Some records:
▬▬▬▬▬▬▬▬▬▬

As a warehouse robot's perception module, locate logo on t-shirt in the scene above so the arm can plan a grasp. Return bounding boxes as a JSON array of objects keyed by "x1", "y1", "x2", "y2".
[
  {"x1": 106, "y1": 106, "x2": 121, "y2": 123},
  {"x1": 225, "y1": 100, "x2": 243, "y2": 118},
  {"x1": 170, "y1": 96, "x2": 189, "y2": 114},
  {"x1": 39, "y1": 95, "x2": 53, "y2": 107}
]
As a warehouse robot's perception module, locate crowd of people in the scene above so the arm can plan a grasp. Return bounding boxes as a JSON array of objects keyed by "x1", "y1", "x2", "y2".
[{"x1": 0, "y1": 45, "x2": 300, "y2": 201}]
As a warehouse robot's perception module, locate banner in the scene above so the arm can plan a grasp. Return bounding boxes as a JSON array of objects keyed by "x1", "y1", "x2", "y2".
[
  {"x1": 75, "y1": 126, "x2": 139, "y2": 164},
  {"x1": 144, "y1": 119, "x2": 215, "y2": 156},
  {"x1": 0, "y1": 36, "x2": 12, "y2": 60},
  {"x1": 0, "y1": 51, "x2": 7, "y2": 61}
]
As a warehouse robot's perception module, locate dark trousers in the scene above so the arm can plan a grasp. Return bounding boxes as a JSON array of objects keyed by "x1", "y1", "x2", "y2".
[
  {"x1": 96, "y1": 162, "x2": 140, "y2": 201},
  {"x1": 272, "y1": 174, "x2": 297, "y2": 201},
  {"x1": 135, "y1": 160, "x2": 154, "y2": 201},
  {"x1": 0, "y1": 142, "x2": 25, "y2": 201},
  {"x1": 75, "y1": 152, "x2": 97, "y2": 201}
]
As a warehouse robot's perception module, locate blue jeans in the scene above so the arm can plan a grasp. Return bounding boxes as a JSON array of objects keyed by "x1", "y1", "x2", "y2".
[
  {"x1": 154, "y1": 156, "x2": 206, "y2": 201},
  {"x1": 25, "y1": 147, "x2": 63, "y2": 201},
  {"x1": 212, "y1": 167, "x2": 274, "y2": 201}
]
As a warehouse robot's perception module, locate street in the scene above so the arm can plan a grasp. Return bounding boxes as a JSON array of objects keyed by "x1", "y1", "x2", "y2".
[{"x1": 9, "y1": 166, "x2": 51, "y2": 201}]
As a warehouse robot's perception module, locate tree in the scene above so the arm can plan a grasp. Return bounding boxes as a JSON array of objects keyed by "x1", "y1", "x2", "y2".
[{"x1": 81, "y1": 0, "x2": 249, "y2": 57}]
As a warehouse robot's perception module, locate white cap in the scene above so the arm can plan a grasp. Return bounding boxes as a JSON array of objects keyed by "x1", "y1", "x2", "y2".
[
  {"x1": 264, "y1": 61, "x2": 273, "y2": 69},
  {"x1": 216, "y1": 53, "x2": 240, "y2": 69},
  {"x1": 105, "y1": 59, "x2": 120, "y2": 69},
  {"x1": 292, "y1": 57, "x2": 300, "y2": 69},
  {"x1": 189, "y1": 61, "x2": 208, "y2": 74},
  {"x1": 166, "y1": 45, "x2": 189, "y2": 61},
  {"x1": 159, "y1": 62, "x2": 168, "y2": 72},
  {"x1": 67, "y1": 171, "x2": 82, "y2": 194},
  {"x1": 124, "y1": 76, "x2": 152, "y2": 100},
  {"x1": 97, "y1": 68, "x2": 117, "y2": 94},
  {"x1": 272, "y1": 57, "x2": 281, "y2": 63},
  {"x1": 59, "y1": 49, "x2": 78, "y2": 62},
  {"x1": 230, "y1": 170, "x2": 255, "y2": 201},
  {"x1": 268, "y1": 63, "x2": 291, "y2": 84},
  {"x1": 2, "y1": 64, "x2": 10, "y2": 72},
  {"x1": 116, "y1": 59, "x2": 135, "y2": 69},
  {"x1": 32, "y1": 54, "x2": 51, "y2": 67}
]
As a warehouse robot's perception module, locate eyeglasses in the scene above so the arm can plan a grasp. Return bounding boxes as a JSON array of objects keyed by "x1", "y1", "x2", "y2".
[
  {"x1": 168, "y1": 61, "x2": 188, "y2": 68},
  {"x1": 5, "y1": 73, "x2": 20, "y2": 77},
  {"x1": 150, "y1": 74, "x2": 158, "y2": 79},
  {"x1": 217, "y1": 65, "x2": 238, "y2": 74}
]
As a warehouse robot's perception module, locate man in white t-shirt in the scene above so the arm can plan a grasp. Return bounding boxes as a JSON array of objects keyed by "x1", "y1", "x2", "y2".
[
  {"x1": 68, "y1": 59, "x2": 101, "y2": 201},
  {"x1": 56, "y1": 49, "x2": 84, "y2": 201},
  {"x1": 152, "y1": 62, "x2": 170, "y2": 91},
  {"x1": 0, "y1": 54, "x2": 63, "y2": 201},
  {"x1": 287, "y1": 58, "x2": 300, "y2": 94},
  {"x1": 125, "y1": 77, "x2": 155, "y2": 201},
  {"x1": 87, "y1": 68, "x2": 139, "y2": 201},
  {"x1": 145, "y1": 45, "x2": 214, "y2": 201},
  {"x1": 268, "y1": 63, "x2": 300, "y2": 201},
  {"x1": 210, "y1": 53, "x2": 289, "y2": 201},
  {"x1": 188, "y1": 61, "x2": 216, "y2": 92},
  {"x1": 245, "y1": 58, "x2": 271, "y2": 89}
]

▬▬▬▬▬▬▬▬▬▬

Reproduce every line of the items above without any change.

- **Worked solution**
As a warehouse robot's perception module, locate logo on t-shirt in the scene above so the arm can plan a grasp. Return bounding boxes as a JSON array of objects keyed by "x1", "y1", "x2", "y2".
[
  {"x1": 106, "y1": 106, "x2": 121, "y2": 123},
  {"x1": 225, "y1": 100, "x2": 243, "y2": 118},
  {"x1": 170, "y1": 96, "x2": 189, "y2": 114},
  {"x1": 39, "y1": 95, "x2": 53, "y2": 107}
]
As a warehouse robot's perception module, locate crowd of people in the scene above so the arm can plan a grasp. Return bounding boxes as a JSON array of objects keyed by "x1", "y1", "x2", "y2".
[{"x1": 0, "y1": 45, "x2": 300, "y2": 201}]
As a warehouse robot's perception module, locate banner in the scene above so the arm can plan a grasp. Return bounding boxes as a JSON array of objects keyed by "x1", "y1", "x2", "y2".
[
  {"x1": 75, "y1": 126, "x2": 139, "y2": 164},
  {"x1": 144, "y1": 119, "x2": 215, "y2": 156},
  {"x1": 0, "y1": 36, "x2": 12, "y2": 60},
  {"x1": 0, "y1": 51, "x2": 7, "y2": 61}
]
As a warehouse robot's perception module, locate dark trousers in the scene above so the arm can plan a grasp. Return bounding boxes as a JSON array of objects keyed by "x1", "y1", "x2", "y2".
[
  {"x1": 96, "y1": 162, "x2": 140, "y2": 201},
  {"x1": 272, "y1": 174, "x2": 297, "y2": 201},
  {"x1": 135, "y1": 160, "x2": 154, "y2": 201},
  {"x1": 0, "y1": 142, "x2": 25, "y2": 201},
  {"x1": 75, "y1": 152, "x2": 97, "y2": 201}
]
As a warehouse robot's perception module, locate blue jeans in the scene above so the arm can plan a grasp. Return bounding boxes as a JSON array of objects keyed by "x1", "y1", "x2", "y2".
[
  {"x1": 154, "y1": 156, "x2": 206, "y2": 201},
  {"x1": 25, "y1": 147, "x2": 63, "y2": 201},
  {"x1": 212, "y1": 167, "x2": 274, "y2": 201}
]
As a warehouse robot's perception module, locate street in the scene above so the arm can plan a grasp. Return bounding boxes as a JSON array of objects keyed by "x1", "y1", "x2", "y2".
[{"x1": 9, "y1": 166, "x2": 51, "y2": 201}]
As a warehouse robot's perception module, locate tree in the scene above so the arm can plan a grasp. Return bounding boxes as a JSON array of objects keyed by "x1", "y1", "x2", "y2".
[{"x1": 81, "y1": 0, "x2": 249, "y2": 57}]
As a warehouse robot's perception module, locate white cap in the scene above so the arm can plan a grasp. Return bounding boxes as a JSON array of objects keyed by "x1", "y1", "x2", "y2".
[
  {"x1": 264, "y1": 61, "x2": 273, "y2": 69},
  {"x1": 216, "y1": 53, "x2": 240, "y2": 69},
  {"x1": 105, "y1": 59, "x2": 120, "y2": 69},
  {"x1": 292, "y1": 57, "x2": 300, "y2": 69},
  {"x1": 189, "y1": 61, "x2": 208, "y2": 74},
  {"x1": 166, "y1": 45, "x2": 189, "y2": 61},
  {"x1": 159, "y1": 62, "x2": 168, "y2": 72},
  {"x1": 67, "y1": 171, "x2": 82, "y2": 194},
  {"x1": 124, "y1": 76, "x2": 152, "y2": 100},
  {"x1": 97, "y1": 68, "x2": 117, "y2": 94},
  {"x1": 272, "y1": 57, "x2": 281, "y2": 63},
  {"x1": 59, "y1": 49, "x2": 78, "y2": 62},
  {"x1": 230, "y1": 170, "x2": 255, "y2": 201},
  {"x1": 268, "y1": 63, "x2": 291, "y2": 84},
  {"x1": 2, "y1": 64, "x2": 10, "y2": 72},
  {"x1": 116, "y1": 59, "x2": 135, "y2": 69},
  {"x1": 32, "y1": 54, "x2": 51, "y2": 67}
]
As a warehouse robot's perception module, locate eyeglasses in the scene above so the arm can plan a grasp. Return bounding boxes as a JSON array of objects keyed by "x1", "y1", "x2", "y2".
[
  {"x1": 168, "y1": 61, "x2": 188, "y2": 68},
  {"x1": 5, "y1": 73, "x2": 20, "y2": 77},
  {"x1": 150, "y1": 74, "x2": 158, "y2": 79},
  {"x1": 217, "y1": 65, "x2": 238, "y2": 74}
]
As a warehouse robot's perception module, locate man in white t-shirt in the scene above so the arm can plan a grasp. Return bounding boxes as a JSON array of objects keyed by "x1", "y1", "x2", "y2".
[
  {"x1": 68, "y1": 59, "x2": 101, "y2": 201},
  {"x1": 56, "y1": 49, "x2": 84, "y2": 201},
  {"x1": 152, "y1": 62, "x2": 170, "y2": 91},
  {"x1": 0, "y1": 54, "x2": 63, "y2": 201},
  {"x1": 287, "y1": 58, "x2": 300, "y2": 94},
  {"x1": 125, "y1": 77, "x2": 155, "y2": 201},
  {"x1": 87, "y1": 68, "x2": 139, "y2": 201},
  {"x1": 145, "y1": 45, "x2": 214, "y2": 201},
  {"x1": 268, "y1": 63, "x2": 300, "y2": 201},
  {"x1": 210, "y1": 53, "x2": 289, "y2": 201},
  {"x1": 188, "y1": 61, "x2": 216, "y2": 92},
  {"x1": 245, "y1": 58, "x2": 271, "y2": 89}
]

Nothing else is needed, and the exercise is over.